| Job |
Print the SAS log explanation below word for word, from start to finish.

| Document |
....

Now, let's look at the value of LAST.REPORT_DATE for ONLY those rows of data (from the SAS log):
[pre]
_N_=1 Fund_ID=A Firm_ID=B Report_Date=30MAY2000 FIRST.Report_Date=1 LAST.Report_Date=1
_N_=2 Fund_ID=A Firm_ID=B Report_Date=31DEC2000 FIRST.Report_Date=1 LAST.Report_Date=1
_N_=3 Fund_ID=A Firm_ID=B Report_Date=30MAR2001 FIRST.Report_Date=1 LAST.Report_Date=0
_N_=4 Fund_ID=A Firm_ID=B Report_Date=30MAR2001 FIRST.Report_Date=0 LAST.Report_Date=1
_N_=5 Fund_ID=A Firm_ID=B Report_Date=30JUN2001 FIRST.Report_Date=1 LAST.Report_Date=1
_N_=6 Fund_ID=A Firm_ID=B Report_Date=31DEC2001 FIRST.Report_Date=1 LAST.Report_Date=1
[/pre]

Note how LAST.REPORT_DATE = 1 for all the observations EXCEPT for #3, the first obs for 03/30/2001. When you coded IF LAST.REPORT_DATE, you were asking SAS to output for every obs where LAST.REPORT_DATE=1 -- this is why LAST.REPORT_DATE logic did not give you the desired rows.

....

| Source data |
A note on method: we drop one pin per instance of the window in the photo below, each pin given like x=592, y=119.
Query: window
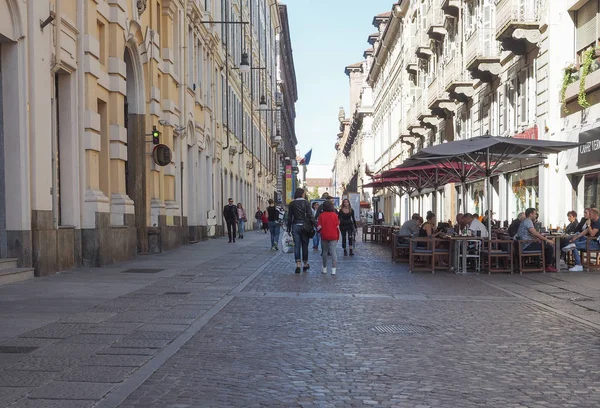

....

| Solution for this problem |
Now, let's look at the value of LAST.REPORT_DATE for ONLY those rows of data (from the SAS log):
[pre]
_N_=1 Fund_ID=A Firm_ID=B Report_Date=30MAY2000 FIRST.Report_Date=1 LAST.Report_Date=1
_N_=2 Fund_ID=A Firm_ID=B Report_Date=31DEC2000 FIRST.Report_Date=1 LAST.Report_Date=1
_N_=3 Fund_ID=A Firm_ID=B Report_Date=30MAR2001 FIRST.Report_Date=1 LAST.Report_Date=0
_N_=4 Fund_ID=A Firm_ID=B Report_Date=30MAR2001 FIRST.Report_Date=0 LAST.Report_Date=1
_N_=5 Fund_ID=A Firm_ID=B Report_Date=30JUN2001 FIRST.Report_Date=1 LAST.Report_Date=1
_N_=6 Fund_ID=A Firm_ID=B Report_Date=31DEC2001 FIRST.Report_Date=1 LAST.Report_Date=1
[/pre]

Note how LAST.REPORT_DATE = 1 for all the observations EXCEPT for #3, the first obs for 03/30/2001. When you coded IF LAST.REPORT_DATE, you were asking SAS to output for every obs where LAST.REPORT_DATE=1 -- this is why LAST.REPORT_DATE logic did not give you the desired rows.